As a non-limiting example, as illustrated the outlet passageways 28
and apertures can comprise first and second pairs 28a and 28b of
opposed outlet passageways 28 and apertures on the horns 24, the
first pair of outlet passageways 28a and apertures each having a
width in a direction at a right angle to the axis 23 of about 0.154
inch or 0.39 cm, a depth in a direction parallel to the axis 23 of
about 0.35 inch or 0.89 cm, and being spaced about 0.25 inch or
0.64 cm from the outlet end 15 of the nozzle portion 14, with the
outlet passageways 28a being disposed at an angle of about 66
degrees with respect to the axis; and the second pair of outlet
passageways 28b and apertures each having a width in a direction at
a right angle to the axis 23 of about 0.165 inch or 0.42 cm, a
depth in a direction parallel to the axis of about 0.050 inch or
0.13 cm, and being spaced about 0.35 inch or 0.89 cm from the
outlet end 15 of the nozzle portion 14 with the outlet passageways
28b being disposed at an angle of about 75 degrees with respect to
the axis 23.
The body assembly 12 includes an air cap portion 30 including the
horns 24 that is preferably molded of a polymeric material (e.g.,
polypropylene, polyethylene, or glass filled nylon), with the
outlet passageways 28 and apertures being formed by the molding
process. The body assembly 12 also includes means for mounting the
air cap portion 30 on the nozzle portion 14 so that adjacent
surfaces of the air cap portion 30 and the nozzle portion 14 form
parts of the first and second air passageways 20 and 26. The means
mounting the air cap portion 30 on the nozzle portion 14 includes a
radially outwardly projecting annular ring 32 around the outlet end
15 of the nozzle portion 14 co-axial with the axis 23, and a
generally cylindrical collar 33 on the air cap portion 30 having an
annular recess 34 from its inner surface adapted to receive the
annular ring 32 of the nozzle portion 14. The collar 33 on the air
cap portion 30 is sufficiently resiliently flexible that the inner
surface of the collar 33 can be pressed over the annular ring 32 to
position the ring 32 in the recess 34. A cylindrical part 35 of the
inner surface of the air cap portion has a close sliding fit around
an outer surface of a cylindrical portion 37 of the nozzle portion
14 to separate the first and second air passageways 20 and 26. This
means for mounting the air cap portion 30 on the nozzle portion
allows rotation of the air cap portion 30 about the axis 23
relative to the nozzle portion 14. The air cap and nozzle portions
30 and 14 include stops 36 and 38 respectively that limit relative
rotation of the air cap and nozzle portions 30 and 14 to rotation
through a predetermined angle (90 degrees as illustrated) between
first and second relative positions. This means mounting the air
cap portion 30 on the nozzle portion 14 also includes surfaces on
the air cap and nozzle portions 30 and 14 in frictional engagement
(i.e., such engagement can be with each other as illustrated or,
alternatively, could be with a frictional layer, not shown, between
the air cap and nozzle portions 30 and 14) to restrict relative
rotation of the air cap and nozzle portions 30 and 14 until a
predetermined torque is manually applied between the air cap and
nozzle portions 30 and 14. That predetermined torque should be
enough to restrict rotation of the air cap portion 30 on the nozzle
portion 14 by slight contact with the air cap portion, but not so
much that it is difficult to manually rotate the nozzle portion 14
on the air cap portion 30. Such torque should thus be in the range
of 5 to 40 inch pounds, and more preferably in the range of 10 to
20 inch pounds. An O-ring 39 is positioned between the air cap and
nozzle portions 30 and 14 to restrict leakage between the collar 33
and the nozzle portion 14.

**Extracted material**
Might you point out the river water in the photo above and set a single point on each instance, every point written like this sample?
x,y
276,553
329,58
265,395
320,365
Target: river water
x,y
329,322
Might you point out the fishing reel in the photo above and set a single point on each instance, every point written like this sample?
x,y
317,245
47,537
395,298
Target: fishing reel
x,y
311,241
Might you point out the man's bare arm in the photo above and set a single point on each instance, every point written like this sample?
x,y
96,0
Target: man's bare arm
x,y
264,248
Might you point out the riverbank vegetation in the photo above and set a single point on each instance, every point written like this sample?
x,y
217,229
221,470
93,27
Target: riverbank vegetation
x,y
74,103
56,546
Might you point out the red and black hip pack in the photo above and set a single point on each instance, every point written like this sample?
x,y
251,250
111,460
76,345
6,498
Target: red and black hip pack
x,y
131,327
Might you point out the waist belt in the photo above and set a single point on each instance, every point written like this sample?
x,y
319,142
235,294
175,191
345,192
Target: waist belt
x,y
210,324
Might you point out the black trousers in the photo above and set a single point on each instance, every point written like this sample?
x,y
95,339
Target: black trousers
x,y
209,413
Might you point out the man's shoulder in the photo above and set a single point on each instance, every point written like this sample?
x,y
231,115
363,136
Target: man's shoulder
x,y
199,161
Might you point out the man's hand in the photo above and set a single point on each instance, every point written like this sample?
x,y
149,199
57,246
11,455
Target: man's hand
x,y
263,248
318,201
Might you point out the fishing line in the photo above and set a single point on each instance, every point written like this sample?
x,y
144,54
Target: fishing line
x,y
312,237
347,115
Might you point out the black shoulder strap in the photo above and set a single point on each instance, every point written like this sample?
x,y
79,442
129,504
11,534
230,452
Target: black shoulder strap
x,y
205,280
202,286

**Aim 1**
According to the air cap description, what torque range is more preferable?
**Aim 2**
Say whether each statement agrees with the air cap description, answering yes or no and quoting the words that decide it. (a) The air cap portion is preferably molded of a polymeric material. (b) The stops allow relative rotation through 180 degrees as illustrated. (c) The second pair of outlet passageways is set at about 66 degrees to the axis.
**Aim 3**
Extend the air cap description, starting after its final sentence.

**Written answer 1**
10 to 20 inch pounds

**Written answer 2**
(a) Yes: "preferably molded of a polymeric material"
(b) No: "(90 degrees as illustrated)"
(c) No: "being disposed at an angle of about 75 degrees"

**Written answer 3**
The outlet end 22 of the first air passageway 20 is shaped to
direct a peripheral portion of air exiting the first air passageway
20 in a converging conical pattern (e.g., converging at an angle in
the range of about 30 to 45 degrees with respect to the axis 23
against liquid exiting the outlet end 18 of the liquid passageway
16. This converging conical pattern better atomizes the liquid
leaving the outlet end 18 of the liquid passageway 16 than would
air flowing out of the outlet end 22 of the first air passageway 20
in a direction parallel to the stream of fluid leaving the outlet
end 18 of the liquid passageway 16.
The liquid spray gun 10 further includes a platform portion 40
including a frame 41 having through air distribution passageways
including an inlet passageway 42 (see FIGS. 3 and 7) with an inlet
end 45 adapted to be connected to a supply of air under greater
than atmospheric pressure, first and second air outlet openings 43
and 44, means in the form of an adjustable valve member 46 for
regulating the portion of air flow through the air distribution
passageways that can flow to the second air outlet opening 44, and
manually operated valve means 47 for stopping or allowing flow of
air from the inlet passageway 42 to the outlet openings 43 and 44
of the air distribution passageways. The platform portion 40 and
the nozzle portion 14 have manually operable means for releasably
mounting the nozzle portion 14 on the platform portion 40 with the
first and second air outlet openings 43 and 44 of the air
distribution passageways communicating with the inlet ends 21 and
27 of the first and second air passageways 20 and 26 respectively.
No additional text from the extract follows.